(Provided entries Opens)

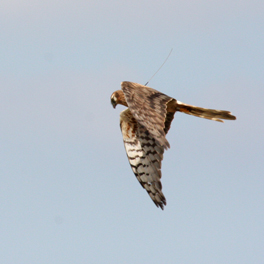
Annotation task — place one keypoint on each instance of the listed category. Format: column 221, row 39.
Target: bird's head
column 118, row 97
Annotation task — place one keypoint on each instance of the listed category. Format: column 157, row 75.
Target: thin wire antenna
column 159, row 68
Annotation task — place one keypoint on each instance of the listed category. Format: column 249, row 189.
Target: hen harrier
column 144, row 126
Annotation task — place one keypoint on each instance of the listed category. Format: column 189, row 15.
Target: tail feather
column 216, row 115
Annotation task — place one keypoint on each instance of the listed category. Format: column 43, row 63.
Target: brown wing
column 144, row 156
column 149, row 107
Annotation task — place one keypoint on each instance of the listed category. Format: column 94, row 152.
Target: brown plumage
column 144, row 126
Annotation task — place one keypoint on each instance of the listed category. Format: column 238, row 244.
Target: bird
column 144, row 125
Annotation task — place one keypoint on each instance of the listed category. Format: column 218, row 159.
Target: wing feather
column 144, row 156
column 149, row 107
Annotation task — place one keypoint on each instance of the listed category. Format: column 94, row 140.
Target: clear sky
column 67, row 192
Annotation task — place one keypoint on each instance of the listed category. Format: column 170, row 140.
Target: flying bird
column 144, row 125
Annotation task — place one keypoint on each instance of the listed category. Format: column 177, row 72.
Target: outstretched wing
column 149, row 107
column 144, row 156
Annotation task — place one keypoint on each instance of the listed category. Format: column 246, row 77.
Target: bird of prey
column 144, row 125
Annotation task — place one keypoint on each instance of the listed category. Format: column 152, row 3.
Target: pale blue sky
column 67, row 193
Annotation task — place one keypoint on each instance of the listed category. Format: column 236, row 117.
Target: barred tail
column 216, row 115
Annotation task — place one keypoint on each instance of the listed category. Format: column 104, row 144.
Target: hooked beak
column 113, row 102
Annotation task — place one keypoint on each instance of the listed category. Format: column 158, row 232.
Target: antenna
column 159, row 68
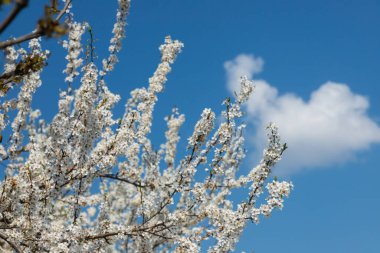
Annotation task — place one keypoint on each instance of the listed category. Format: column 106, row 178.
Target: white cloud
column 327, row 129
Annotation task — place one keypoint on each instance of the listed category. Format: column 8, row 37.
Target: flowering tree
column 90, row 182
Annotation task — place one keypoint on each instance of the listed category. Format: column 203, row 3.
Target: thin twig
column 20, row 4
column 14, row 246
column 37, row 33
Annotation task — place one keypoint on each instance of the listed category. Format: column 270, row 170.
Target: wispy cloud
column 326, row 130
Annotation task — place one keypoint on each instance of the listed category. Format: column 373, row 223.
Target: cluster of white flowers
column 119, row 34
column 91, row 182
column 74, row 49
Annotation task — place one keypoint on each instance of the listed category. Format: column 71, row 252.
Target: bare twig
column 116, row 177
column 37, row 33
column 20, row 4
column 14, row 246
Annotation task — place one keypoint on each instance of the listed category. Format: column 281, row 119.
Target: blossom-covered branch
column 91, row 181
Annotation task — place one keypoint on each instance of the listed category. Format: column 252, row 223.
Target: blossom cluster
column 88, row 181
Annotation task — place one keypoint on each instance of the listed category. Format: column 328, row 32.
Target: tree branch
column 14, row 246
column 20, row 4
column 116, row 177
column 36, row 34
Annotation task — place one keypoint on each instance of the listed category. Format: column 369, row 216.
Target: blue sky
column 303, row 45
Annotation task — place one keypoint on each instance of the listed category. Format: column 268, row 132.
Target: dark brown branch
column 36, row 34
column 14, row 246
column 20, row 4
column 116, row 177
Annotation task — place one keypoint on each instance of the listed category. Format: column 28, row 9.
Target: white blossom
column 92, row 181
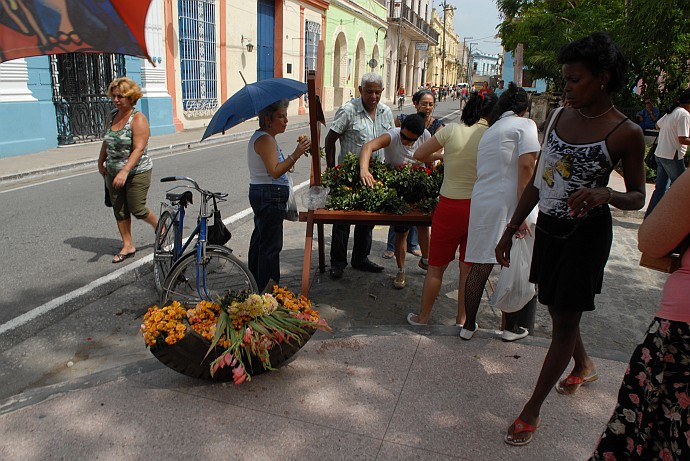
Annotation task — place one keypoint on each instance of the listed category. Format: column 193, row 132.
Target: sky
column 478, row 19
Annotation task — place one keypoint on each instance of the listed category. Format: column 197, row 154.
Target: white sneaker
column 467, row 334
column 400, row 280
column 510, row 336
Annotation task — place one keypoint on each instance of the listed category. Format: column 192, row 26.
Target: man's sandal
column 572, row 383
column 520, row 427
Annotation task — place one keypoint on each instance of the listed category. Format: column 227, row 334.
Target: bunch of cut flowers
column 241, row 325
column 396, row 190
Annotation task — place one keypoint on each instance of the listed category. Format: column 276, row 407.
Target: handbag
column 291, row 213
column 650, row 158
column 513, row 289
column 669, row 263
column 218, row 233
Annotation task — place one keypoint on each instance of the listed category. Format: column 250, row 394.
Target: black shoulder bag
column 218, row 234
column 650, row 158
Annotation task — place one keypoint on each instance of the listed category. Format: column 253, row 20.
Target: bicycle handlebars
column 217, row 195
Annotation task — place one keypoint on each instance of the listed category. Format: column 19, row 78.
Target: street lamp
column 469, row 57
column 446, row 8
column 464, row 48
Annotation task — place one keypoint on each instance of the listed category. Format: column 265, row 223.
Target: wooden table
column 322, row 216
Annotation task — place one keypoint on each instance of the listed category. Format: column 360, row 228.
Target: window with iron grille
column 197, row 20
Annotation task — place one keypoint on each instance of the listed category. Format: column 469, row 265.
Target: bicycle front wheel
column 163, row 249
column 190, row 282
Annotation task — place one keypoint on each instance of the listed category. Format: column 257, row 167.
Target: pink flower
column 664, row 327
column 645, row 355
column 668, row 358
column 683, row 399
column 630, row 444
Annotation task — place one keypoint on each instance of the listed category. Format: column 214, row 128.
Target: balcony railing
column 411, row 18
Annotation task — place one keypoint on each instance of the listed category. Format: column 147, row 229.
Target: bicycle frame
column 199, row 233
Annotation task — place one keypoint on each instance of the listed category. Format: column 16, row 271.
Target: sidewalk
column 85, row 387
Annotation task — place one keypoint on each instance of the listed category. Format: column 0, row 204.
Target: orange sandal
column 521, row 427
column 572, row 383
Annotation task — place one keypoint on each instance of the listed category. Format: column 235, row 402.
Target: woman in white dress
column 505, row 163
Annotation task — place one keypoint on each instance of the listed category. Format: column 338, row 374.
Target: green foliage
column 396, row 190
column 654, row 35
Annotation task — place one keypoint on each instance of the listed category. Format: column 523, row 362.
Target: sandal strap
column 519, row 426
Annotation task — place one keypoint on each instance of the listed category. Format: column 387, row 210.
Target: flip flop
column 521, row 427
column 118, row 258
column 572, row 383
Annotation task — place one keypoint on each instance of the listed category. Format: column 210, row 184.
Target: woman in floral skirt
column 652, row 416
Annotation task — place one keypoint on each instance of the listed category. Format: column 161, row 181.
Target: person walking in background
column 485, row 88
column 499, row 91
column 505, row 164
column 674, row 138
column 125, row 164
column 648, row 116
column 269, row 189
column 355, row 123
column 574, row 228
column 399, row 145
column 450, row 219
column 424, row 102
column 652, row 416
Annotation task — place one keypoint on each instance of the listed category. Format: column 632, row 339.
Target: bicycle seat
column 184, row 198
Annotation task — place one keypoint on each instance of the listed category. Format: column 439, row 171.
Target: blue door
column 266, row 35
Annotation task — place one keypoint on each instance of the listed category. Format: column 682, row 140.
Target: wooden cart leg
column 322, row 244
column 306, row 264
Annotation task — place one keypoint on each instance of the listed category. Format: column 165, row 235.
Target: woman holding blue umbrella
column 269, row 189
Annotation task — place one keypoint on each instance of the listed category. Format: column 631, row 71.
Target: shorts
column 131, row 198
column 569, row 258
column 449, row 225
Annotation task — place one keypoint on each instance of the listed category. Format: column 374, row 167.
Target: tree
column 654, row 34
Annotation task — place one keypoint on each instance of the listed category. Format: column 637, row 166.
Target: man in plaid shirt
column 357, row 122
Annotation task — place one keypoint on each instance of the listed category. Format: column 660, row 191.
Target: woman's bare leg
column 563, row 344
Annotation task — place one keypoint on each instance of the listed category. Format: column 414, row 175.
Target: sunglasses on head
column 407, row 138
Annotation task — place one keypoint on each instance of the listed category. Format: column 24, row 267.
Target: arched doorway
column 339, row 69
column 265, row 39
column 359, row 65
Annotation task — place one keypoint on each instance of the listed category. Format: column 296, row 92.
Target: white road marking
column 57, row 302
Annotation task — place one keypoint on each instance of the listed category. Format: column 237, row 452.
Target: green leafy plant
column 396, row 190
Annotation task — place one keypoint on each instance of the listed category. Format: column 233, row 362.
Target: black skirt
column 569, row 258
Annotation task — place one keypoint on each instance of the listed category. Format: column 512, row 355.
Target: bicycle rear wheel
column 163, row 249
column 221, row 271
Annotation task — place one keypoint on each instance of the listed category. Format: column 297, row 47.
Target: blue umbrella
column 248, row 101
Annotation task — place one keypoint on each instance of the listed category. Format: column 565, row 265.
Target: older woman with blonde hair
column 125, row 163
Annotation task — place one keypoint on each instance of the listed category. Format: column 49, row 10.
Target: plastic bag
column 291, row 213
column 315, row 197
column 513, row 289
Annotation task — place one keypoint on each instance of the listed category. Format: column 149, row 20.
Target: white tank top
column 257, row 170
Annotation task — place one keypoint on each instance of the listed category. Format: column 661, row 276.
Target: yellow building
column 444, row 64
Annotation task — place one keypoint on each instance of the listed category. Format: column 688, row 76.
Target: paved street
column 79, row 384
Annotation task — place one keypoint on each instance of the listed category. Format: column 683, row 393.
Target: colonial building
column 203, row 51
column 410, row 39
column 444, row 63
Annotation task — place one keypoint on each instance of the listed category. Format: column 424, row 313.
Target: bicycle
column 203, row 273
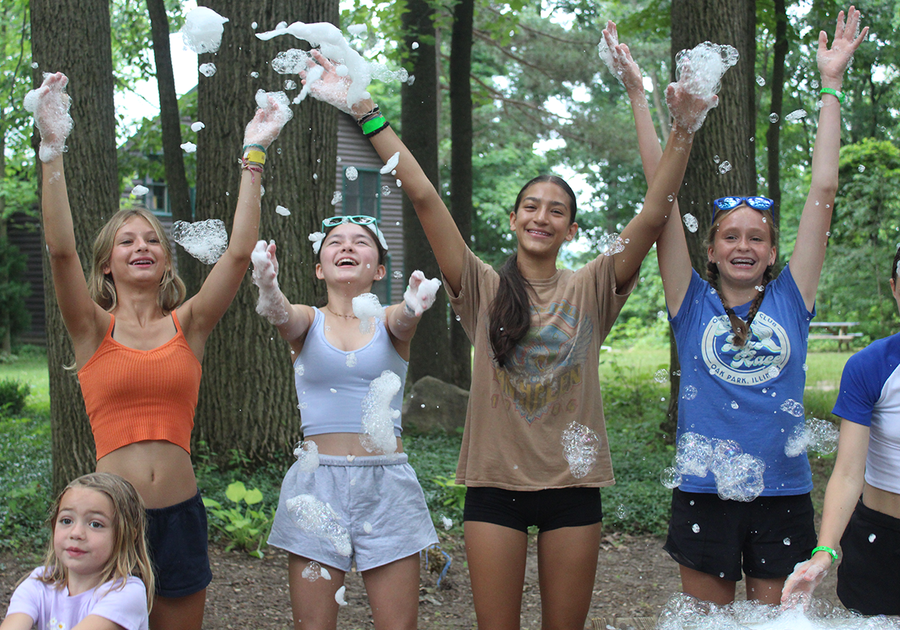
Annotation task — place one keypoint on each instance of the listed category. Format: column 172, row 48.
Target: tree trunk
column 74, row 37
column 170, row 119
column 431, row 345
column 728, row 133
column 773, row 133
column 247, row 397
column 461, row 167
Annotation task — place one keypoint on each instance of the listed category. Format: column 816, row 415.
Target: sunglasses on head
column 723, row 204
column 358, row 219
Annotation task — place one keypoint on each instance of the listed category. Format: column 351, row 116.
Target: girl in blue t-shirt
column 97, row 572
column 742, row 345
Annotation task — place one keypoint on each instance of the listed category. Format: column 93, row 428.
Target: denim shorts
column 765, row 537
column 548, row 509
column 178, row 541
column 378, row 500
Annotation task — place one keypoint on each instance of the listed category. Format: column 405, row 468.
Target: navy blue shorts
column 546, row 509
column 869, row 573
column 766, row 537
column 179, row 548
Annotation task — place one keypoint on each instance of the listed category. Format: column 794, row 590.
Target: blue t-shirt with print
column 749, row 394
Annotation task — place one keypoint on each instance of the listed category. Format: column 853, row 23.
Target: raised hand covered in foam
column 265, row 276
column 420, row 293
column 50, row 106
column 272, row 115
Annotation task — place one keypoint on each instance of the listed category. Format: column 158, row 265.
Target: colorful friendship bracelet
column 830, row 551
column 840, row 97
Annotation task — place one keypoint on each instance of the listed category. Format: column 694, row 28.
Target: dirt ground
column 635, row 578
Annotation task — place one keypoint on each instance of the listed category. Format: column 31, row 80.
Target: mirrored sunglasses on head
column 358, row 219
column 723, row 204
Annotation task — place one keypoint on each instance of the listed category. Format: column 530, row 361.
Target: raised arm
column 671, row 247
column 200, row 314
column 843, row 491
column 84, row 319
column 689, row 111
column 812, row 234
column 447, row 243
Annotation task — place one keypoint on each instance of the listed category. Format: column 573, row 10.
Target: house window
column 363, row 196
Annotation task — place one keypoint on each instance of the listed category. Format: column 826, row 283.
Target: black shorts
column 766, row 537
column 179, row 548
column 869, row 573
column 546, row 509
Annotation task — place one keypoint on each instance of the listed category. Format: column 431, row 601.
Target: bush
column 13, row 395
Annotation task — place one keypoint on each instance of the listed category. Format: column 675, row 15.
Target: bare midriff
column 343, row 444
column 881, row 500
column 160, row 471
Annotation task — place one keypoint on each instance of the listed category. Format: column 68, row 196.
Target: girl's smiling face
column 742, row 248
column 349, row 252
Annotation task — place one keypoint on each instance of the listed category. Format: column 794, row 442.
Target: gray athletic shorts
column 377, row 499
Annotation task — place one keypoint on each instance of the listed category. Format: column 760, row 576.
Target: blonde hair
column 130, row 556
column 739, row 327
column 101, row 285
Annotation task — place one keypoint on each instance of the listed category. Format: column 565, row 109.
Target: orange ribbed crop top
column 135, row 395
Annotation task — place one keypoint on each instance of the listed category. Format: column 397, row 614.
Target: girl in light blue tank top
column 351, row 496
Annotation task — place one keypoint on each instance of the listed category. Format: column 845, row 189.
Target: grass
column 634, row 404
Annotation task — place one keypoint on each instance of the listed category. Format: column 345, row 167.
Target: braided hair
column 740, row 327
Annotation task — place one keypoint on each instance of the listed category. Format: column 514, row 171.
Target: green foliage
column 243, row 527
column 13, row 395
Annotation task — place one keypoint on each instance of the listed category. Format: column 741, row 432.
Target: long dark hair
column 739, row 327
column 510, row 311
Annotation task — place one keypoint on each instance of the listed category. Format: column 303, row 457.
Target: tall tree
column 247, row 398
column 419, row 120
column 727, row 135
column 461, row 164
column 170, row 120
column 74, row 38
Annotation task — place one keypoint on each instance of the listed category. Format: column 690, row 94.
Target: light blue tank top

(Provided entries Closes)

What is expected:
Reproduce exactly the entries from their first line through the line containing "249, row 189.", including both, and omit any pictures.

Output:
Annotation task — place one keypoint on each instance of the listed category. Format: column 221, row 39.
Target: bird's head
column 118, row 97
Annotation task — place one keypoint on each instance of the listed category. Format: column 157, row 75.
Target: thin wire antenna
column 159, row 68
Annotation task — place one keypoint on each instance of the listed category. Format: column 249, row 189.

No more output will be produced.